• Objective
Copy each of the rows below word for word.

• Records for the exercise
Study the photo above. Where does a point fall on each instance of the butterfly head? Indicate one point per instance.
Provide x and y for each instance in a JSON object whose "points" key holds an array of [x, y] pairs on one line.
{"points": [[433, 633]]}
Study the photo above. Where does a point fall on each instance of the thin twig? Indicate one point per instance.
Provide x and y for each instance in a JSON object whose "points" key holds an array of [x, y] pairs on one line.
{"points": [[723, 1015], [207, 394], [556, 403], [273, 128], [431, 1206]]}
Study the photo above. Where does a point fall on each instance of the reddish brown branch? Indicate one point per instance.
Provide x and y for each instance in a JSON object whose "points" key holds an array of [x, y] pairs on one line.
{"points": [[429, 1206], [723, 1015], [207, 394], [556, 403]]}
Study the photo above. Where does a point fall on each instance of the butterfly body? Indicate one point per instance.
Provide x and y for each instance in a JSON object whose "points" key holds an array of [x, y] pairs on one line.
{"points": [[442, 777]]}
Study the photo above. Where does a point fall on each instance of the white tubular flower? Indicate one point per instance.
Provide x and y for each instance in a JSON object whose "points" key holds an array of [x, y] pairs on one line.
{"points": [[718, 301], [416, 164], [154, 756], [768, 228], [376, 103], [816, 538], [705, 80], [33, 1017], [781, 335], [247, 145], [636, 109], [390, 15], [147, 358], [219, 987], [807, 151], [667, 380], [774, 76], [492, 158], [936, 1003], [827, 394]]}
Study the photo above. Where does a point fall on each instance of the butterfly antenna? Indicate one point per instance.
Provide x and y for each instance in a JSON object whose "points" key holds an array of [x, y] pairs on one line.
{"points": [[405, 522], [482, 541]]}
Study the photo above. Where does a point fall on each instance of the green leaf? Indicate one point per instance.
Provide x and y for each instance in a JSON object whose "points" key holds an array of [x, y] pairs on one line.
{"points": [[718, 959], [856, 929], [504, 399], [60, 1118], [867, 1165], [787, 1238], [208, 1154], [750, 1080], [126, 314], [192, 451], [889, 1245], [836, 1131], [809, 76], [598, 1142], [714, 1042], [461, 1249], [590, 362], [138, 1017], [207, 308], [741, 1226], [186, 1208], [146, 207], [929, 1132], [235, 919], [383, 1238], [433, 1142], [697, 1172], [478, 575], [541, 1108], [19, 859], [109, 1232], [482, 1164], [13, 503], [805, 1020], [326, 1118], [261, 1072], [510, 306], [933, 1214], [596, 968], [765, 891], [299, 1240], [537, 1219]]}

• In response
Study the photo above. Where does a point fall on each instance of the butterfly head? Indicate one point per instance.
Provide x and y for each instance in a JSON object whose "points" key holds an array of [x, y] pairs on one line.
{"points": [[433, 633]]}
Study the photo above. Where does a point fall on each instance of the thin twig? Indicate one point per instance.
Provide x and y for each instance in a JSON object whose "points" key holds an array of [x, y] pairs on one line.
{"points": [[723, 1015], [207, 394], [556, 403], [273, 128], [431, 1206]]}
Study the photo above. Where does a point fall on each instance of the reddish brown branch? Indicate one point per instance.
Provide x and y for each instance in a JSON object whose "points" key holds an array of [x, y] pairs on one line.
{"points": [[429, 1206], [723, 1015], [207, 394], [556, 403]]}
Study the photo above. Where does a point fall on each instance of the butterfly body? Indicate one point per instance.
Provide x and y for each instance in a JSON object whose "points" key holds an array of [x, y] pairs on one line.
{"points": [[442, 777]]}
Study the photo above. Where does a point fall on each instance of the white tubular flower? Indicate one point per instance.
Provide x and y for each instance in a JSON object whose "points" key holds an array of [x, y] pairs on one line.
{"points": [[718, 301], [416, 164], [154, 756], [768, 228], [376, 103], [816, 538], [705, 80], [33, 1017], [781, 335], [247, 145], [636, 109], [390, 15], [147, 358], [219, 987], [807, 151], [667, 380], [774, 76], [492, 158], [936, 1003], [827, 394]]}
Study the photo above. Where does a point fall on each instance of the butterfly antenna? Indicate one point per instance.
Provide x and y for each instance in a JSON object whose "points" key holds an array of [x, y] pairs on one line.
{"points": [[405, 522], [482, 541]]}
Study the photo above. Where does a point fall on each instance of the green leaf? Indicate one point per instance.
Provide x and y for each instance in a JSON object whose "points" key holds an array of [x, y] pairs on one line.
{"points": [[718, 959], [856, 929], [504, 399], [60, 1118], [867, 1165], [787, 1238], [208, 1154], [750, 1080], [126, 314], [192, 451], [889, 1245], [836, 1131], [809, 76], [598, 1142], [714, 1042], [461, 1249], [590, 362], [138, 1017], [207, 308], [741, 1226], [186, 1208], [146, 207], [929, 1132], [235, 919], [383, 1238], [433, 1142], [697, 1172], [478, 575], [541, 1108], [19, 859], [109, 1232], [482, 1164], [13, 503], [805, 1020], [326, 1118], [261, 1072], [510, 306], [933, 1214], [596, 968], [765, 891], [299, 1240], [537, 1219]]}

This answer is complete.